## What is asked:
Rewrite everything from the line containing "The query is: birch tree trunk" down to the last of the lines below, keeping the requests. Multiply every bounding box coordinate in the answers by 0.35 and round each result to a whole number, with halves rounded up.
=======
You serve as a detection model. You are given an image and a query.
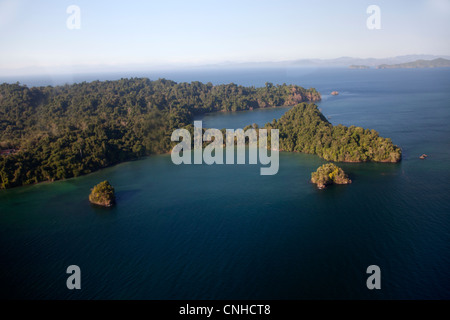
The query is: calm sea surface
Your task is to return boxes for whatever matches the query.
[0,69,450,299]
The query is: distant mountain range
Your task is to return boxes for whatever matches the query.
[208,54,450,67]
[377,58,450,69]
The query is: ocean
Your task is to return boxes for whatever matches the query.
[0,68,450,299]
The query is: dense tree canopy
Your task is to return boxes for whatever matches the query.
[311,163,352,189]
[0,78,320,188]
[265,103,401,162]
[89,180,116,207]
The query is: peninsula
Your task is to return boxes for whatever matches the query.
[0,78,401,189]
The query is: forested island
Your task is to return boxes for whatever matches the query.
[311,163,352,189]
[0,78,321,188]
[89,180,116,207]
[265,103,402,162]
[0,78,401,189]
[377,58,450,69]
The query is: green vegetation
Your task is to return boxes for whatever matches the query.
[89,180,116,207]
[377,58,450,69]
[0,78,320,188]
[311,163,352,189]
[265,103,401,162]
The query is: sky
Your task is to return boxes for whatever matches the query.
[0,0,450,73]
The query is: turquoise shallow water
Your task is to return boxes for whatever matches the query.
[0,69,450,299]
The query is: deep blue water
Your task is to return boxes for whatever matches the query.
[0,69,450,299]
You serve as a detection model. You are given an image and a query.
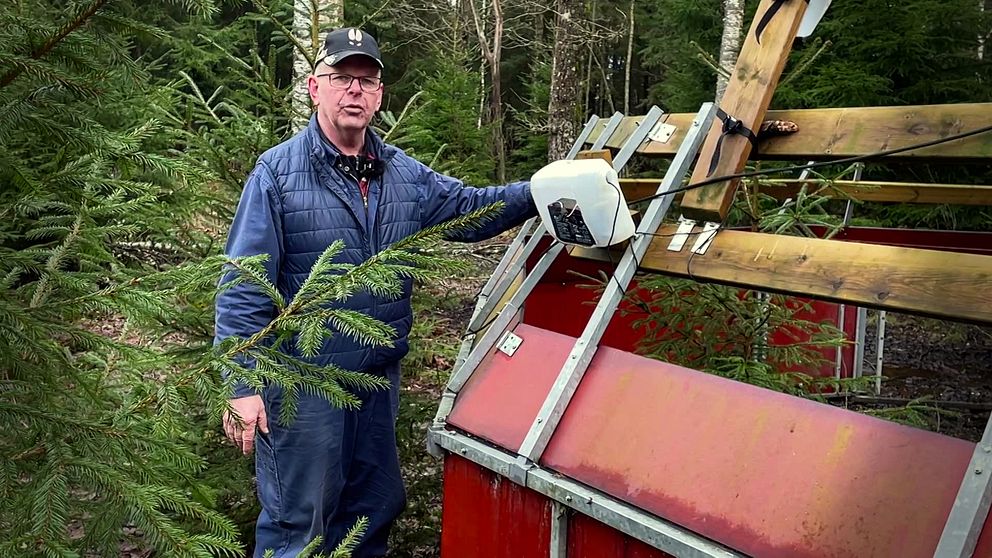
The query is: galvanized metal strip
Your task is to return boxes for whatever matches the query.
[834,304,847,380]
[432,430,745,558]
[853,307,868,378]
[934,416,992,558]
[427,113,608,457]
[589,112,623,151]
[875,310,886,395]
[613,105,664,172]
[548,500,568,558]
[518,103,716,467]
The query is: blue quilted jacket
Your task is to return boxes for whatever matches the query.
[215,117,536,397]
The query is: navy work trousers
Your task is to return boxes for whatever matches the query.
[255,363,406,558]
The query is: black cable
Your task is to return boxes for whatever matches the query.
[462,238,561,341]
[627,122,992,205]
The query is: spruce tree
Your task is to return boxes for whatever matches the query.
[0,0,497,557]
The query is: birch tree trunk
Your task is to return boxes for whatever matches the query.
[623,0,634,115]
[716,0,744,103]
[292,0,344,131]
[548,0,582,161]
[978,0,992,60]
[470,0,506,182]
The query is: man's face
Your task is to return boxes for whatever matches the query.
[307,55,382,131]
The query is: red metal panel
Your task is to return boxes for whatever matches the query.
[441,455,551,558]
[568,513,671,558]
[543,334,992,558]
[448,324,575,452]
[524,247,644,351]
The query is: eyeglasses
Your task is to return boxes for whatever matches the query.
=======
## Complete output:
The query is: birch tree trunk
Your task is to return boxes for whatever matches the query.
[218,0,222,40]
[251,0,260,36]
[102,0,120,46]
[192,0,204,56]
[342,0,347,21]
[165,0,177,64]
The query is: man's face
Your task is to return boxes for whatever matches the query.
[107,19,134,46]
The query is: red metal panel
Your task is to return boxes for whatever matches the query.
[154,159,193,195]
[199,180,235,195]
[190,117,347,195]
[157,113,201,158]
[183,86,225,123]
The query is: eyeglasses
Your task is to return boxes for whatever matches the query.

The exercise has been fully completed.